(Excerpt from a dataset)

— START —

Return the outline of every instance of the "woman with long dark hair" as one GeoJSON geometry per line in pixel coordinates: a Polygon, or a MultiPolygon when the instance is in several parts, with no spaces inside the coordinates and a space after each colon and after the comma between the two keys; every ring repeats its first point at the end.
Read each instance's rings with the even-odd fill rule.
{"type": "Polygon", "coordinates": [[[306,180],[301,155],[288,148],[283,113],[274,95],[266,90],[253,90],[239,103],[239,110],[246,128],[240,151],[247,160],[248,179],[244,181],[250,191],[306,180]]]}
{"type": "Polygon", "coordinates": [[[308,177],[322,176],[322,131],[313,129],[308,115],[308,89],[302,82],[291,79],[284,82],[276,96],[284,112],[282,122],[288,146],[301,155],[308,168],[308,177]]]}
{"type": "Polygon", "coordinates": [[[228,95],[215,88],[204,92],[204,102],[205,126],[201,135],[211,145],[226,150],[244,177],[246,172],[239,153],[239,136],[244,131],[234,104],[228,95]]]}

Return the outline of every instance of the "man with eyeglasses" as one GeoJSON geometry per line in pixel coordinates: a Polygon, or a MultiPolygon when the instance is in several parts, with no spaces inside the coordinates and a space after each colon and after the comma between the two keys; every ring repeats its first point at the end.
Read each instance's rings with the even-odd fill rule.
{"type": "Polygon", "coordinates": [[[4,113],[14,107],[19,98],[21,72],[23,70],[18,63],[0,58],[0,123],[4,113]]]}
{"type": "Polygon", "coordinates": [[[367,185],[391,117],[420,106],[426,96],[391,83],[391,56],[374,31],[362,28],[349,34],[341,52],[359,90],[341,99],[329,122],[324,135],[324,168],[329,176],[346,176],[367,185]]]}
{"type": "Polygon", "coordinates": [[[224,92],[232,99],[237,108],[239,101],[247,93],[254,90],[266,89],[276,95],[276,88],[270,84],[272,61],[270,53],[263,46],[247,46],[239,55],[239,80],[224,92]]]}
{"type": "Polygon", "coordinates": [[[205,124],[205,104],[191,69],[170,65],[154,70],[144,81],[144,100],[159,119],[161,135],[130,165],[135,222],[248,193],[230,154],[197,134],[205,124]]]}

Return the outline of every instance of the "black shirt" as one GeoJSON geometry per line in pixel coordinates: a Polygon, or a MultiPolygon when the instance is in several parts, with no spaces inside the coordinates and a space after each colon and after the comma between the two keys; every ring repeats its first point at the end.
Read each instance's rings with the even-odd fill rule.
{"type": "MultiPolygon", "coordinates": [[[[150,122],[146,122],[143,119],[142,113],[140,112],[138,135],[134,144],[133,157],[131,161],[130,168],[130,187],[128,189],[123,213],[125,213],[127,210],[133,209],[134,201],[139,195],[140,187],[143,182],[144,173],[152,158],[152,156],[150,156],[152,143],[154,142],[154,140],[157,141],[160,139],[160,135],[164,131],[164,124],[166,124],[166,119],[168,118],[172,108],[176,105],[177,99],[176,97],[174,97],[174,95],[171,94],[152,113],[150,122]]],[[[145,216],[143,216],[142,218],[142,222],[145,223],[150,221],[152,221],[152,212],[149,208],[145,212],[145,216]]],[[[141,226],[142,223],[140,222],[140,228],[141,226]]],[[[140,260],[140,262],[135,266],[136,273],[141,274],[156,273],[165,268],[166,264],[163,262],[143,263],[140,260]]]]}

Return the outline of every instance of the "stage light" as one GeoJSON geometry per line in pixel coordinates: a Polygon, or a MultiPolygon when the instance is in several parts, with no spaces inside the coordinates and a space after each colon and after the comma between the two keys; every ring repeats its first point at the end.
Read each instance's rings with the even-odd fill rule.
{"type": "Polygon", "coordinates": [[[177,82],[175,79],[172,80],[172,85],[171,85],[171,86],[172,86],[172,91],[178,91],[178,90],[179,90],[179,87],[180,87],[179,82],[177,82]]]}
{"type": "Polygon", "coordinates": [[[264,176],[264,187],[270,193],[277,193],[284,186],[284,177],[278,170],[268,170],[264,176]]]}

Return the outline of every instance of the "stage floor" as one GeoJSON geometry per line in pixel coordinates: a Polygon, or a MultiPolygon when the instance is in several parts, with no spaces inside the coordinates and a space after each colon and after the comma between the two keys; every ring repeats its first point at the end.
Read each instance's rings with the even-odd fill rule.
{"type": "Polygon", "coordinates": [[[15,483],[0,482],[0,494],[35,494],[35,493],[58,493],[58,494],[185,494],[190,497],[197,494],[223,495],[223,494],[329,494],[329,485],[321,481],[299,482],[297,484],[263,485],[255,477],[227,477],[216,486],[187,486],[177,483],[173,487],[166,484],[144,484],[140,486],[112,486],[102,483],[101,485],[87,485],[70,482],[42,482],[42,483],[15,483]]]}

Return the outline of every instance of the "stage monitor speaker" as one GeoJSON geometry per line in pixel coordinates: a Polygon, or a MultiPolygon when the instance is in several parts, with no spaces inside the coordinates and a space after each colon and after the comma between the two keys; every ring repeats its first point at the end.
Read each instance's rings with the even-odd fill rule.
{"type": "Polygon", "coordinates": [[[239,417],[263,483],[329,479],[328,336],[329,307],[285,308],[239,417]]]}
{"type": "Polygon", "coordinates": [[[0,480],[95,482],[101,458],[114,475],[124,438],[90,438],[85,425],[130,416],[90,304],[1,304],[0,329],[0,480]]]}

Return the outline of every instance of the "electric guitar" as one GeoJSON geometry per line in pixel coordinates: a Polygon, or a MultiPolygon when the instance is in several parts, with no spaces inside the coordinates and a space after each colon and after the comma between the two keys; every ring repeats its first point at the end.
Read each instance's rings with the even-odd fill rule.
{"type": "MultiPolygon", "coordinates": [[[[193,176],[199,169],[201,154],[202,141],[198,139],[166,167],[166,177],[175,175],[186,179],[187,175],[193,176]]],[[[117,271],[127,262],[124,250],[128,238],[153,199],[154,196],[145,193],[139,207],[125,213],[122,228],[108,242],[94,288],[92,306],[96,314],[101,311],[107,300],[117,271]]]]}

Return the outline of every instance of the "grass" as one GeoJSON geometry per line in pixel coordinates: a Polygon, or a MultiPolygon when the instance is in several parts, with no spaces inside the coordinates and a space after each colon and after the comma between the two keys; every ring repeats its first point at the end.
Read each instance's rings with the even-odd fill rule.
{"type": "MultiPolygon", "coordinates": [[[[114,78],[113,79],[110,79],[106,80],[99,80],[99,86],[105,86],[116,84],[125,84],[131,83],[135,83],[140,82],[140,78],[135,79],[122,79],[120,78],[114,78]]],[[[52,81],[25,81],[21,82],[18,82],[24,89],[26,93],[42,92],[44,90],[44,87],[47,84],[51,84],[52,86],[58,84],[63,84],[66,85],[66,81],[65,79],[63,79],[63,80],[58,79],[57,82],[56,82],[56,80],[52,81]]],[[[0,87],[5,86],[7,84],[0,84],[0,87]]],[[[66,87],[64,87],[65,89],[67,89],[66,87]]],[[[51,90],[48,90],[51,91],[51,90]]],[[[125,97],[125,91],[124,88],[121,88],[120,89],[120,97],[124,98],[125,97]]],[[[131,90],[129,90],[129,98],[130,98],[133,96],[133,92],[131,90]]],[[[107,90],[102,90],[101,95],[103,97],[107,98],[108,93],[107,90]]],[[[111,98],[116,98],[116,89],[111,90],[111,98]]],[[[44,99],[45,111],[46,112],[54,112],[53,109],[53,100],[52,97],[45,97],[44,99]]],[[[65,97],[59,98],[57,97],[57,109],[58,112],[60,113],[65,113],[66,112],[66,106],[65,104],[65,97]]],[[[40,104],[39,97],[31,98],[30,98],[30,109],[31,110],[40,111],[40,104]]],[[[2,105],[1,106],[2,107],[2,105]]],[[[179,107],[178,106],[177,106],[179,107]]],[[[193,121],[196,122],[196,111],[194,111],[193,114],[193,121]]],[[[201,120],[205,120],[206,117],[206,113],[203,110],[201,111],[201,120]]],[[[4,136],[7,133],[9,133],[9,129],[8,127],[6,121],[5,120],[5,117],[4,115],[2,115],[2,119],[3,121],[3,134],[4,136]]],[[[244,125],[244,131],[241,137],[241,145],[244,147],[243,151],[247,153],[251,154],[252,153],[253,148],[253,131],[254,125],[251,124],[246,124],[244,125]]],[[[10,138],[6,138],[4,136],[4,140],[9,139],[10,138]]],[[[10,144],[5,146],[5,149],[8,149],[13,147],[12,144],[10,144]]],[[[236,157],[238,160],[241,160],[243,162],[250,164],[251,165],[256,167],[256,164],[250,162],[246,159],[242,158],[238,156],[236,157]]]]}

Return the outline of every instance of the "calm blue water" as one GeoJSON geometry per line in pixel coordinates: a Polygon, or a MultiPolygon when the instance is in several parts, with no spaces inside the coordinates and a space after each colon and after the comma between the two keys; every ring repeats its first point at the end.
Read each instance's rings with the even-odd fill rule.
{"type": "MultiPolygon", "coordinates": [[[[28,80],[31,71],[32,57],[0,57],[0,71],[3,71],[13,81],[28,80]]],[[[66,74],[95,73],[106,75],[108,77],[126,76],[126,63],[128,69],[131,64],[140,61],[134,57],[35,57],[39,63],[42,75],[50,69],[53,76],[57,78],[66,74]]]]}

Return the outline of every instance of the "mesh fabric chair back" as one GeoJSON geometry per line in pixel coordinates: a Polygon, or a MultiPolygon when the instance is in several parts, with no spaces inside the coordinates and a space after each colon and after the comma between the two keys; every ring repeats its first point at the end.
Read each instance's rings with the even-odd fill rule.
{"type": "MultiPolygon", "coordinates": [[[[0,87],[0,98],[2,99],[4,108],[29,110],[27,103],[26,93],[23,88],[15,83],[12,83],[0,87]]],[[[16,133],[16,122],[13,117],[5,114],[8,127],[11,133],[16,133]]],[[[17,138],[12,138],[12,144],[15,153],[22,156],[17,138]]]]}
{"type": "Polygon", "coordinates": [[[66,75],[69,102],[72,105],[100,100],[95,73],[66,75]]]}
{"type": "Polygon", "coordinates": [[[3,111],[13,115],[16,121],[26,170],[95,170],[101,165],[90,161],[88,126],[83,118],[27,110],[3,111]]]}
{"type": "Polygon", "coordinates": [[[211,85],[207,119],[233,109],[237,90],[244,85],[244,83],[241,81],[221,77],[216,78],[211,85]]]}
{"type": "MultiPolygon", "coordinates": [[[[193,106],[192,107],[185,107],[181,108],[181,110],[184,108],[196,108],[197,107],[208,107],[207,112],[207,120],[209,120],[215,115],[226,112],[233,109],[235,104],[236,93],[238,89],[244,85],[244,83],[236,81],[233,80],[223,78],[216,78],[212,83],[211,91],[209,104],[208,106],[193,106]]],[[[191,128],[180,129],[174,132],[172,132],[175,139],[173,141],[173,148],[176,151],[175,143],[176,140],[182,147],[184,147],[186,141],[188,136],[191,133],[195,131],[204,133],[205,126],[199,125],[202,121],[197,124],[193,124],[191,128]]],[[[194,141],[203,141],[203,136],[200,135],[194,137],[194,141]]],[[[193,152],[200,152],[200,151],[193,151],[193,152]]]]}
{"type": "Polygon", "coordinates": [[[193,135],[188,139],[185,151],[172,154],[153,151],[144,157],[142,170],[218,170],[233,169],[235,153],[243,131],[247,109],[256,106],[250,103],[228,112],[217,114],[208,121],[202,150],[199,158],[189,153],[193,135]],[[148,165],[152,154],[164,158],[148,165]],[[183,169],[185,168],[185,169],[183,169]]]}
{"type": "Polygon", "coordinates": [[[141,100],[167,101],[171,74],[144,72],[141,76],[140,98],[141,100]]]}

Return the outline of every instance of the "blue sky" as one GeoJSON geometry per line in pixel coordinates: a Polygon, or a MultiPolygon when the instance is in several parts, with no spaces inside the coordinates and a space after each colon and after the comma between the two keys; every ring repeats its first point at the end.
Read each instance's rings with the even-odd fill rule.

— END —

--- Set exercise ---
How many lines of the material above contain the string "grass"? Match case exactly, and reply with the number alone.

--- Finished answer ---
1